The listing should be printed again without a single change.

START Data records

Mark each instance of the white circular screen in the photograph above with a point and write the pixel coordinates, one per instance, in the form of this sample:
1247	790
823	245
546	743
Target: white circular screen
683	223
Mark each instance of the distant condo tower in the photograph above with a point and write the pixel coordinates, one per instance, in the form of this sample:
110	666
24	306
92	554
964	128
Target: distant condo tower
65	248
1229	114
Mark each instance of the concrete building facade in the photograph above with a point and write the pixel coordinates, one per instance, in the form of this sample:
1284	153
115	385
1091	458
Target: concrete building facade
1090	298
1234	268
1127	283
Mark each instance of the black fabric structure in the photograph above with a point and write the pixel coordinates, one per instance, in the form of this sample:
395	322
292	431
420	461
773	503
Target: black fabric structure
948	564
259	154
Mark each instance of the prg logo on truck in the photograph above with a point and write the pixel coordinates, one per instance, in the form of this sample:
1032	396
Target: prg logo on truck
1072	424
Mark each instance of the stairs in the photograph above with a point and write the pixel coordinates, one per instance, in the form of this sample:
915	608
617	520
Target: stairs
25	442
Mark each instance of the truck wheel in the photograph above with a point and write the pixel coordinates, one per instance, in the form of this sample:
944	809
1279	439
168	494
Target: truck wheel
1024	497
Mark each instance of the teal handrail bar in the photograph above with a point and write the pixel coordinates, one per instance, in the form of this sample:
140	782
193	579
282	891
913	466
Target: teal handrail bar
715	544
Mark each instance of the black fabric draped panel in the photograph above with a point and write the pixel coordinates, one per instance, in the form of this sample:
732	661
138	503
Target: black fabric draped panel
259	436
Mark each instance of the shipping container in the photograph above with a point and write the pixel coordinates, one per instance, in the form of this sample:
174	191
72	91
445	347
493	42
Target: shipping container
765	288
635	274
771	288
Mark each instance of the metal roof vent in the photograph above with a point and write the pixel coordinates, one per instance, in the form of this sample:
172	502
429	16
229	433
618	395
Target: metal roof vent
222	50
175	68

END Data records

* [Answer box]:
Mark each instance of the white circular screen in the photograph above with a point and write the pixel coordinates, one per instance, in the form of this sample:
1247	790
823	245
546	743
Target: white circular screen
683	223
Mark each instance of the distant condo tower in the photograph above with a point and write the pixel coordinates, one per instance, in the form of this sample:
110	666
24	306
92	554
964	128
Target: distant condo tower
65	248
1229	114
Mark each instance of the concrete building facade in the photograph above with a point and write the pixel coordinates, one per instance, in the form of this sample:
1284	153
115	385
1091	458
Target: concrete building facade
1090	298
1234	268
1127	283
Mark each instance of the black fabric structure in the photograph above with a point and write the pixel coordinates, one per instance, in the form of this sample:
395	322
292	431
420	461
773	503
Target: black fabric structure
948	564
259	154
Mark each instance of the prg logo on truck in the photograph above with a point and write the pixel coordinates, one per instance, in the form of this sample:
1032	396
Target: prg logo on truck
1072	424
Mark each instance of the stairs in the photograph above with a point and write the pixel coordinates, one per instance, in the form of this sample:
915	608
617	520
Target: stairs
25	442
Mark each instance of the truck wheel in the photograph above with a point and write the pixel coordinates, one per instance, in the form of this sample:
944	809
1279	439
168	494
Target: truck wheel
1024	497
Mark each instance of the teal handrail bar in the photograph above with a point and write the pixel coordinates, one per instance, in the form of this sample:
140	782
193	579
282	891
913	466
Target: teal handrail bar
715	544
Mark each instance of the black fabric draped panel in the photograph above with a point and write the pixel coordinates, one per instance, in the form of this sample:
732	661
138	503
Target: black fabric draped panel
259	436
Mark each instance of the shipping container in the photograph above with a point and write the pixel coordinates, one per instance, in the form of this sample:
174	191
72	91
445	347
493	42
Target: shipping container
765	288
635	274
771	288
Mark each instance of the metal roof vent in the photograph above with a point and write the pixel coordinates, one per instance, in the form of this sample:
172	502
429	16
229	433
618	395
Target: metal roof vent
222	50
175	68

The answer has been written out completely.